▶ [EXERCISE REQUIREMENTS] Give only the lines from the one containing "[mask] pile of coffee beans -> every instance" through the end of the material below, exactly as written.

▶ [DATA SHOWN]
⁂

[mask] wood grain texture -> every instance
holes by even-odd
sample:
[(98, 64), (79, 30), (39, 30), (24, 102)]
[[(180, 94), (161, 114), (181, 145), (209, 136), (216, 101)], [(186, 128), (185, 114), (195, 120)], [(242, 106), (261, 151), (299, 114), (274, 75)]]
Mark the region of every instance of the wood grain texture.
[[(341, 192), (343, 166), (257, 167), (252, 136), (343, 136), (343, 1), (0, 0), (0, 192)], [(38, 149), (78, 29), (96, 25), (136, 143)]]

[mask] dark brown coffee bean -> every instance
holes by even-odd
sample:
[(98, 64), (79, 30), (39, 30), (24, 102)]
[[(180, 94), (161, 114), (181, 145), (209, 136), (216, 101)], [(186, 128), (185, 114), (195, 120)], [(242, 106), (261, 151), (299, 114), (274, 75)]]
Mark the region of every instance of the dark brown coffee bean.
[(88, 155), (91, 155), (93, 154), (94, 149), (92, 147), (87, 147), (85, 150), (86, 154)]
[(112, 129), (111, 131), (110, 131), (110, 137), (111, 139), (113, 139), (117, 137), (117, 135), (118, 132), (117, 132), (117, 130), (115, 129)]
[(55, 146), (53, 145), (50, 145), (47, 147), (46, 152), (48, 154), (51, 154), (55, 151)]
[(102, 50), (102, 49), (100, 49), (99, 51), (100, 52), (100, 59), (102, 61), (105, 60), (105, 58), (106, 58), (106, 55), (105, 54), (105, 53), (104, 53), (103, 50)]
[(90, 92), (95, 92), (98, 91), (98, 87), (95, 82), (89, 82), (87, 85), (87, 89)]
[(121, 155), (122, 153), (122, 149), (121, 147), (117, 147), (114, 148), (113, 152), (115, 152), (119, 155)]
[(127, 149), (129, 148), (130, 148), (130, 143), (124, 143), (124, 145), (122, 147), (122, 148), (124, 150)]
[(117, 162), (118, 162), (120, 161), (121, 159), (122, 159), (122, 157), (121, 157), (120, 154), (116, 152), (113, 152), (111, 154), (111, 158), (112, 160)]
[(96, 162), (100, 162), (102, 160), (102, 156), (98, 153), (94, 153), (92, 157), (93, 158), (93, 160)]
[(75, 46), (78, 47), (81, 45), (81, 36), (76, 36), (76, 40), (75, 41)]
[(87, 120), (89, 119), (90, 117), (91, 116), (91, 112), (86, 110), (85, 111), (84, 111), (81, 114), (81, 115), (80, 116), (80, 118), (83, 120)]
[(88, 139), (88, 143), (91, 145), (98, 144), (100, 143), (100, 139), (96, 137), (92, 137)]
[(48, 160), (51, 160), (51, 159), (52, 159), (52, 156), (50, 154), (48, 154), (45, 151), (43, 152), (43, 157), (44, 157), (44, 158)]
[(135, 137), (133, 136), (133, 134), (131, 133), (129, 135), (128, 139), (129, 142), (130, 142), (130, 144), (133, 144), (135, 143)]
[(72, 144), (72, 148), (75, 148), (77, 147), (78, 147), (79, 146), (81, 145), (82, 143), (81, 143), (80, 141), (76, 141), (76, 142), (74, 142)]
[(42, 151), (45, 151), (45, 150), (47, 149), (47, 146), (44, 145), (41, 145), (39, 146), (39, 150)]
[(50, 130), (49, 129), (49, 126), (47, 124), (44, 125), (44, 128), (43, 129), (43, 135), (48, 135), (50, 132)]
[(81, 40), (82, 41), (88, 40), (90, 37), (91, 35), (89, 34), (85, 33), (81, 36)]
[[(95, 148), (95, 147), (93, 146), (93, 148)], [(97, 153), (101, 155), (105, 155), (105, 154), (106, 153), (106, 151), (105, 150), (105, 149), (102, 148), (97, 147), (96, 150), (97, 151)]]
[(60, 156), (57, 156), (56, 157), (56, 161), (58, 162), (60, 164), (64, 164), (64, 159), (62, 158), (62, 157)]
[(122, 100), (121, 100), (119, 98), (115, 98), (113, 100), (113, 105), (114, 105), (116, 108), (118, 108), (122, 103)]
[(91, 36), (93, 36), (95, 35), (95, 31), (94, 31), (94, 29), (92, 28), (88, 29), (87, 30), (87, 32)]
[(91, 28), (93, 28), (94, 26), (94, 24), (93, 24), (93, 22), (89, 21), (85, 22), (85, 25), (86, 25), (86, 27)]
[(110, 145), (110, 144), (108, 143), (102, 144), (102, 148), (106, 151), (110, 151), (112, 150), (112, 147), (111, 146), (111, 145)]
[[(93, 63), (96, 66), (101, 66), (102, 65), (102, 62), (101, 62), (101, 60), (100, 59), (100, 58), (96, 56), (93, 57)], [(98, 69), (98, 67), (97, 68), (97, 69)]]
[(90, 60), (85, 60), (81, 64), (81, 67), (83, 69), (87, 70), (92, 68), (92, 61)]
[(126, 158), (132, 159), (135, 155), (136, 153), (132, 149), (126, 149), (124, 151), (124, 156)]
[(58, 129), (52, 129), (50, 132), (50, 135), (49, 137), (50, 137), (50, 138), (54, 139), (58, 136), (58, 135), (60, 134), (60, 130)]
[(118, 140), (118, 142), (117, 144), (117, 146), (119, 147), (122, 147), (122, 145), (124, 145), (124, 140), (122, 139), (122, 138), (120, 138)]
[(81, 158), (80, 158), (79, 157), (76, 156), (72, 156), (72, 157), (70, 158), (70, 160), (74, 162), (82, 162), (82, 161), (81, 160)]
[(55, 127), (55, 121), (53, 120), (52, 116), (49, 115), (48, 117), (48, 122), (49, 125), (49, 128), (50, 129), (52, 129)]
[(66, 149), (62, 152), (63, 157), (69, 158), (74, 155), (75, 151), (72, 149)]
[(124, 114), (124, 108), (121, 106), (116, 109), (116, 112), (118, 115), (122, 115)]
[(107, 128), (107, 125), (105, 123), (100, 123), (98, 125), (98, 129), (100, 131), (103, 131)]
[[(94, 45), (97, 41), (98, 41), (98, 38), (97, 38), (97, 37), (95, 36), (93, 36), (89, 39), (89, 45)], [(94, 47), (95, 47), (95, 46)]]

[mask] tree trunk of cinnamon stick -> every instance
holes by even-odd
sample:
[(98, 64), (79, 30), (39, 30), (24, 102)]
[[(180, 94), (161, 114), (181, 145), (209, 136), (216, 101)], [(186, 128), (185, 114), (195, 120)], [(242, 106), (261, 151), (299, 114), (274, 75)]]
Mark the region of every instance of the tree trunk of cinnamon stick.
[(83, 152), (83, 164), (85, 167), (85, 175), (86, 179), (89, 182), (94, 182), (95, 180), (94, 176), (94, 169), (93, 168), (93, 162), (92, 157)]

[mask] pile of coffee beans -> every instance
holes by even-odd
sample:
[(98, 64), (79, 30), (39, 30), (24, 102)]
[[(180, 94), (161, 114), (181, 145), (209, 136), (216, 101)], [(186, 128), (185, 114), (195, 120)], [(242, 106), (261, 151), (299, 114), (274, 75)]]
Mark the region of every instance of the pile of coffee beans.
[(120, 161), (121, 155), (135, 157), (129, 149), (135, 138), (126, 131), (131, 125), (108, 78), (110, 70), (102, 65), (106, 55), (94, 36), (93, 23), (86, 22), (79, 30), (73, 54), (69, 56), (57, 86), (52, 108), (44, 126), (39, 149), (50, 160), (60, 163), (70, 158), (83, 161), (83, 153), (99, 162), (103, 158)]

⁂

▶ [ANSWER TO THE TASK]
[mask] pile of coffee beans -> every instance
holes by even-odd
sample:
[(98, 64), (79, 30), (39, 30), (24, 102)]
[[(180, 94), (161, 114), (181, 145), (209, 136), (216, 101)], [(186, 128), (185, 114), (195, 120)], [(242, 106), (261, 151), (299, 114), (274, 75)]]
Mark the region of every instance of the pile of coffee beans.
[(120, 161), (121, 155), (135, 157), (129, 149), (135, 138), (126, 131), (131, 125), (108, 78), (110, 70), (102, 65), (106, 55), (94, 36), (93, 23), (86, 22), (79, 30), (73, 54), (69, 56), (57, 86), (52, 108), (44, 126), (39, 149), (50, 160), (60, 163), (70, 158), (83, 161), (83, 153), (99, 162), (103, 158)]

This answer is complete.